At the first press conference I attended, government
spokesman Jerzy Urban was refuting some statement on long-term
effects of Chernobyl fallout. "False, erroneous news," said Urban,
"due to a general psychosis which is being established in the
West."

An American reporter asked him, rather gleefully, "How's the
blanket collection going?" Poland had volunteered to donate five
thousand sleeping bags to New York City's homeless. But so far
only five hundred sleeping bags had been found in the country and
only one had been donated by a private individual. The American
reporter wanted to know if there wasn't something strange about
donations to the homeless from a country where so many people
want to leave home. Everyone in the room, including Jerzy Urban,
tittered.

The person next to me whispered, "A classified ad ran in the
Warsaw papers, `Will exchange two-bedroom apartment in Warsaw
for sleeping bag in New York."'

The American reporter quoted Lech Walesa as saying, "If the
borders of Poland are ever opened, will the last person out please
turn off the lights and close the windows."

Urban laughed at that, too, and said Walesa could leave
anytime he liked and "didn't have to bother with lights or windows."

Then Urban went back to straining credulity on the fallout
topic. "When you say you can't confirm something," asked a BBC
reporter, "does this mean it's completely untrue?"

"Is this your first time at a press conference?" said Urban.

What ails Poland is, as the Poles say, "fatal but not serious."
When I went to Interpress, the government agency that provides
services to (and presumably keeps tabs on) foreign reporters, my
"minder" immediately told this week's General Jaruzelski kneeslapper. The general is on a Polish TV quiz show. He has to answer four questions to win a prize. The host asks the first question,
"What happened in Poland in 1956?"

Jaruzelski says, "There were riots and strikes resulting from
the justifiable anger of the working class."

_ _ _ _ _ _ _

Answer these questions about the Poland excerpt above.
(a) How many sleeping bags had Poland volunteered to donate to New York City's homeless?
(b) What kind of organization is Interpress, according to the excerpt?
(c) What first question does the quiz show host put to General Jaruzelski?

*Dataset entries*:
_ _ _ _ _ _ _

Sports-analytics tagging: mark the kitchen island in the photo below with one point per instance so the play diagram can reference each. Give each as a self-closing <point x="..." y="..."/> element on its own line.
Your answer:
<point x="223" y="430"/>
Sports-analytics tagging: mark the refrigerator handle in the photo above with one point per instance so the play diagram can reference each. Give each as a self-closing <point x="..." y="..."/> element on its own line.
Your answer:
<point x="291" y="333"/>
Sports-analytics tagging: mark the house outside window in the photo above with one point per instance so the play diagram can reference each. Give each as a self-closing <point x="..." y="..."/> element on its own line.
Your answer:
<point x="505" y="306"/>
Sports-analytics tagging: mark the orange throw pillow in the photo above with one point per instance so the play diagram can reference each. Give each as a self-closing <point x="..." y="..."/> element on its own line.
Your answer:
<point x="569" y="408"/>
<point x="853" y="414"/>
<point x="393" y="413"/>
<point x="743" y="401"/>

_ _ _ _ _ _ _

*Solved problem*:
(a) Five thousand.
(b) It is the government agency that provides services to foreign reporters.
(c) "What happened in Poland in 1956?"